# SET TASK A
Which lines of the entries below contain the string "shirt"? Extract every one of them, and treat uppercase and lowercase as different.

# EXCERPTED TEXT
The plunge in field development spending is partly a reflection of the fact that a number of projects have been, or will soon be, completed. This autumn, gas production gets underway on Statoil's Åsgard Field in the Norwegian Sea, where last year saw the start of oil production. Cost overruns on Åsgard have regularly drawn sharp criticism in the Störting and the country's media, but oil production of around 200,000 b/d and gas exports of some 10 bcm/yr should soon make the project very profitable.

Also in the Norwegian Sea, a large expansion program on Statoil's Heidrun Field will be in place this year, and gas from Heidrun, Statoil's Norne and Norske Shell's Draugen will start being exported through the Åsgard Transport System. Shell is to implement a NKr 3 billion investment program at Draugen, involving two small subsea tiebacks and further development of the main field.

In the North Sea, Norsk Hydro brought the second stage of development of the Troll oil reserves on stream late last year. Troll, whose thin oil layers were once thought to be unproducible, is now the single largest oil producer in the Norwegian sector, with output in excess of 300,000 b/d, as well as the largest gas producer. Later this year, Hydro's Oseberg South platform will come on stream, and in October the main Oseberg Field is due to start exporting gas. The subsea development of the satellite Tune Field is underway, with startup due in 2002.

Developments are also taking place around the other main North Sea fields. At Statfjord, where Statoil last year brought on stream the northern flank, the Sygna Field is due to start up in August - both are subsea tiebacks. And at Statoil's Gulfaks South, where oil production began last year, preparations for gas production next year are proceeding. These projects involve subsea facilities tied back to the main field. Also in the Gulfaks area, Statoil is developing the Huldra Field with a wellhead platform, from which gas will be sent to Hydro's Heimdal platform for processing when startup takes place next summer.

Development activity also remains high at ExxonMobil. Having brought onstream its two floating production, storage, and offloading (FPSO) vessel projects, Balder and Jotun last year, the company is now preparing to tie Ringhorne back to Balder. In the southern North Sea, Phillips has implemented a waterflood project to increase oil recovery on the Eldfisk Field, while in the Tampen area, the Snorre North project continues on track for startup next summer with a floating production platform. The field is now operated by Hydro, Saga Petroleum's name having vanished from the North Sea this year.

Slow UK revival

Exploration drilling on the UK continental shelf last year sank to its lowest level since 1965, according to the latest review from the Department of Trade and Industry (DTI). Only 16 exploratory wells were started, compared with 47 in 1998. Analysts Wood Mackenzie foresee an upswing this year in both exploration and appraisal drilling, but only to 75% of 1997-98 levels.

Corporate gamesmanship may be partly to blame. Around 44% of licensed UKCS blocks are held by the big four oil companies, Wood Mackenzie points out, three of which have undergone mergers. As a result, significant tranches of their acreage have effectively been removed from the partner approval process. This iron grip frees them to focus on larger geological structures elsewhere in the world. The same also applies to other prospective North Sea areas, where various independents' drilling ambitions are also being thwarted.

(Dataset excerpts on object pointing)
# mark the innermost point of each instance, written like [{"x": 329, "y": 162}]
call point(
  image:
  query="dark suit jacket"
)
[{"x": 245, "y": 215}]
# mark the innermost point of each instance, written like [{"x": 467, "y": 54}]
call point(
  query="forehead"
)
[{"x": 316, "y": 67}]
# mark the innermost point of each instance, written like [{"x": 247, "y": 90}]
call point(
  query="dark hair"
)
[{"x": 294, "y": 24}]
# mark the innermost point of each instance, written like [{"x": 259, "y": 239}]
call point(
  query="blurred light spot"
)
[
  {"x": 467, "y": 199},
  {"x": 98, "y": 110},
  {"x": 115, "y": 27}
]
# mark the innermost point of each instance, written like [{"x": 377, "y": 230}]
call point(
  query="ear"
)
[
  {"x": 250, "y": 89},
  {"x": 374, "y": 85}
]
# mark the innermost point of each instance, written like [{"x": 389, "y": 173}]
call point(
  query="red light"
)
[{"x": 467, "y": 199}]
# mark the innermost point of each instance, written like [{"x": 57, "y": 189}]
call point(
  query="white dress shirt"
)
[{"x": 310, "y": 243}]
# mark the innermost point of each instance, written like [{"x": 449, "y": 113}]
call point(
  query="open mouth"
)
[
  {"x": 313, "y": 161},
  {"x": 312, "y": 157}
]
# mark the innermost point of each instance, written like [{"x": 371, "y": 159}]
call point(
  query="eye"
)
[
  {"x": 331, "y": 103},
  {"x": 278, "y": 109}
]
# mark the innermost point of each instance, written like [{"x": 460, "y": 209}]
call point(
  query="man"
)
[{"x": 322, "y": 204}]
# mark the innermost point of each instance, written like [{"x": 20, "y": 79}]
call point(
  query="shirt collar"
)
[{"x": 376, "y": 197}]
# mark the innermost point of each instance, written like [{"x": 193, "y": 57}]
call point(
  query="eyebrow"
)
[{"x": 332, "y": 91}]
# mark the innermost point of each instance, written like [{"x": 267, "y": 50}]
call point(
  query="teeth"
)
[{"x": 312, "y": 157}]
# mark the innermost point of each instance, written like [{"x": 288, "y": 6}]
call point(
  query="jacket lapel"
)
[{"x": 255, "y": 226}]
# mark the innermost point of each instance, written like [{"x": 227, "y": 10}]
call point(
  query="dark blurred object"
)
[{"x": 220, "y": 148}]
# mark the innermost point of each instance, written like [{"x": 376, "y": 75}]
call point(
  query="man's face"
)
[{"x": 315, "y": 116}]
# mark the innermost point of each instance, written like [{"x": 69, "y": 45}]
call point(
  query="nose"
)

# SET TASK B
Proceed with the excerpt on North Sea oil and gas development above, starting after its last sentence.

# ANSWER A
  query="white dress shirt"
  query="shirt collar"

# ANSWER B
Most new UK wells this year have been drilled in the play-safe, infrastructure-intensive plays of the Central North Sea. Six operators have chanced their arm with deepwater wells west of Shetland, but results so far are not encouraging.

There is no indication, however, of the long-threatened pull-out by the establishment. BP Amoco and Shell have re-affirmed their commitment to sustaining their UKCS production levels. Exxon-Mobil was thought to be bartering the Beryl production complex, but a major new subsea scheme has just been approved to develop the Skene Field to the south, via a manifold linked to the Beryl A platform.

A survey of 22 member companies by the UK Offshore Operators Association (UKOOA) suggests a slight increase in UK development spending this year to £3.5 billion (still way below the £5.1 billion invested in 1998). However, the picture brightens over the next three years, with UKOOA anticipating up to 25 new production platforms, half being minimal southern gas basin facilities. There could also be 68 new subsea tieback clusters over the same period, it adds, but only one FPSO (this may be overly pessimistic).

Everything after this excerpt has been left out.